• [PROBLEM STATEMENT]
Copy out the records from the line containing "light in the photo above." through the end of the records, renaming "evaluation round" to "test round" and leaving everything else unchanged.

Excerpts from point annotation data

--- Start ---

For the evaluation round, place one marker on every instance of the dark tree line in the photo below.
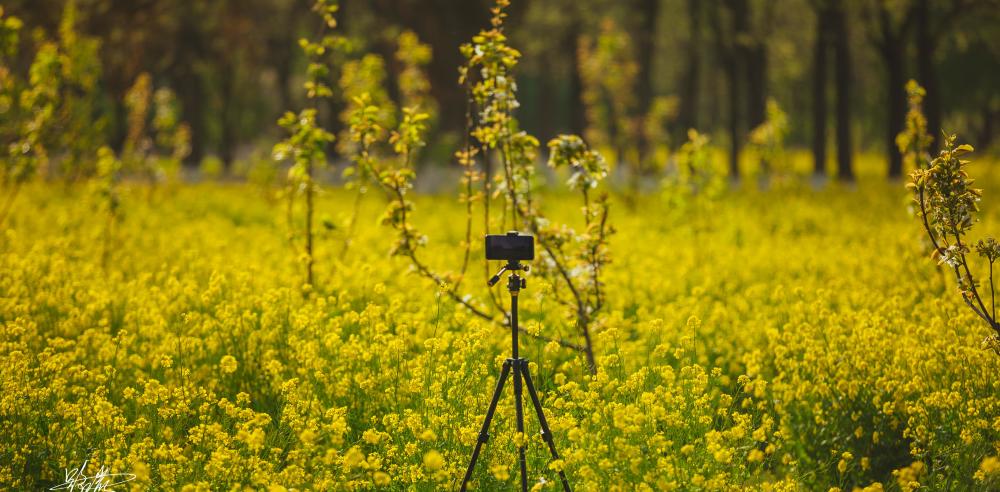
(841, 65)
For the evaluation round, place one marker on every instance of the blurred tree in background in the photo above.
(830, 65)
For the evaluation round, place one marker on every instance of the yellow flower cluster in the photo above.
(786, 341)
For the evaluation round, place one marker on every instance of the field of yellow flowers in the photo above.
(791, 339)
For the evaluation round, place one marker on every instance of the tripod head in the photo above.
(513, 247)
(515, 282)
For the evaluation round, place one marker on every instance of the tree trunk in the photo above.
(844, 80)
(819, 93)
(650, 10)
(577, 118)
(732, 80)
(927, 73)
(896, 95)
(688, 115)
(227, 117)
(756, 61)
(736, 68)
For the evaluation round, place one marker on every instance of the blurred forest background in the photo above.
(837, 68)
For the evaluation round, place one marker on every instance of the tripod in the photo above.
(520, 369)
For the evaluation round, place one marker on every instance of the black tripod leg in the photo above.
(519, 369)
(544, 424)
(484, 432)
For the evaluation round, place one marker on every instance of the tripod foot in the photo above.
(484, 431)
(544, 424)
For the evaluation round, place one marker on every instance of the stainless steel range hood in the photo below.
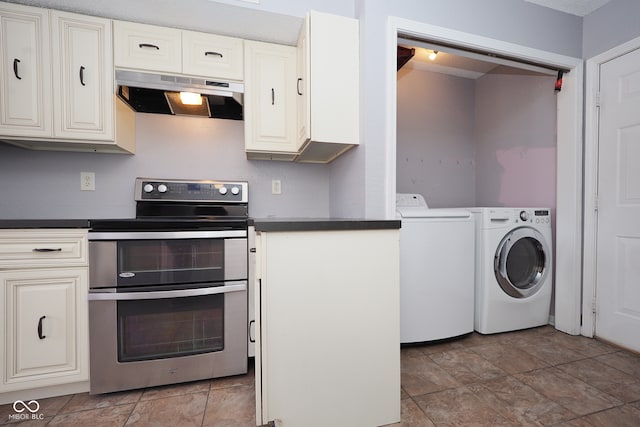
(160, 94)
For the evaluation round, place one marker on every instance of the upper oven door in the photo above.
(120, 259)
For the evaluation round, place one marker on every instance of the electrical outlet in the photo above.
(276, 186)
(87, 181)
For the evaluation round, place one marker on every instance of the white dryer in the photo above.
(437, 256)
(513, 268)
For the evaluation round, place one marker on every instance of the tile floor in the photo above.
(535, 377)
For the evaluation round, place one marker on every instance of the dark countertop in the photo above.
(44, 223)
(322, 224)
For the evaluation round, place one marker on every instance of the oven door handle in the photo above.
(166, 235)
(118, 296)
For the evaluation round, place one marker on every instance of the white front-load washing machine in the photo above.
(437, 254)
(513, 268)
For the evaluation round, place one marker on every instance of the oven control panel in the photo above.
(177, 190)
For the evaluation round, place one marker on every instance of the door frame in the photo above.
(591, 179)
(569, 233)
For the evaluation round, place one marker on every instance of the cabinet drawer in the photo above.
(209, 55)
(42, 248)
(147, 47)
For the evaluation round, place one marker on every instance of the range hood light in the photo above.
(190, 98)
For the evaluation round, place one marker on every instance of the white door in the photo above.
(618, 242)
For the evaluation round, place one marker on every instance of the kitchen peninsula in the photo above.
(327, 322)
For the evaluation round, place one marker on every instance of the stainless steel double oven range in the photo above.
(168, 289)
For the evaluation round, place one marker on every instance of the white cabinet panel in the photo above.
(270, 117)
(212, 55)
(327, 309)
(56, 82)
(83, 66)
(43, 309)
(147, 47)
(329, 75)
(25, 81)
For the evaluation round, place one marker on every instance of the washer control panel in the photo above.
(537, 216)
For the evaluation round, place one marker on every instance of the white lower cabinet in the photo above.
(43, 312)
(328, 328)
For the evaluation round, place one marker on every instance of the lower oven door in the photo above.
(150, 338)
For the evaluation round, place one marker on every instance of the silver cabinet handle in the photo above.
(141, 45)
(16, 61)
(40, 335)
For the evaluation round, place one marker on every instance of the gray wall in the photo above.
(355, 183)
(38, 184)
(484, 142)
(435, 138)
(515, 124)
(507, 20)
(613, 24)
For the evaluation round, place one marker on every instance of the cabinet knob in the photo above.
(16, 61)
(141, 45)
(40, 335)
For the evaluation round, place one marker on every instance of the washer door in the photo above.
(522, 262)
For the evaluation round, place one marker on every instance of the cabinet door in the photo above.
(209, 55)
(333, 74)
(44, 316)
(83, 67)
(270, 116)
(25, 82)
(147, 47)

--- End ---

• [EXERCISE RESULT]
For the test round, place one marker on every instance of the range hood light in the photo above.
(190, 98)
For the test round, place one marker on every instance of the white door in the photo above.
(618, 242)
For the test round, place one marker on every instance of the kitchen peninsula in the photo above.
(327, 322)
For the test round, place one marker on every instance of the stainless steel double oven range in the photo above.
(168, 289)
For the test round, place one marker on every instance of the white cabinet panel in the photo above.
(270, 117)
(212, 55)
(327, 309)
(56, 82)
(83, 66)
(43, 309)
(147, 47)
(329, 75)
(25, 81)
For the test round, place one marker on every instance of the washer control panel in the photo above.
(537, 216)
For the test round, place one marker on every instance of the white lower cabinet in the photo above.
(43, 312)
(328, 328)
For the test round, place one marker on every instance of the lower oven door in the photo above.
(150, 338)
For the test round, place one marker on every instance of the silver cabinet handle in the photo above.
(141, 45)
(16, 61)
(40, 335)
For the test round, place one marker on every instance of the gray wall in the photo above.
(355, 183)
(38, 184)
(484, 142)
(435, 138)
(515, 124)
(507, 20)
(613, 24)
For the test round, place one marker on every instance of the cabinet knob in the photo above.
(16, 61)
(141, 45)
(40, 335)
For the test round, place one marker on every instance of the washer door in the photo above.
(522, 262)
For the test round, place one marker on every instance of the cabinet door in the photo above.
(209, 55)
(333, 74)
(44, 316)
(83, 67)
(270, 116)
(25, 82)
(147, 47)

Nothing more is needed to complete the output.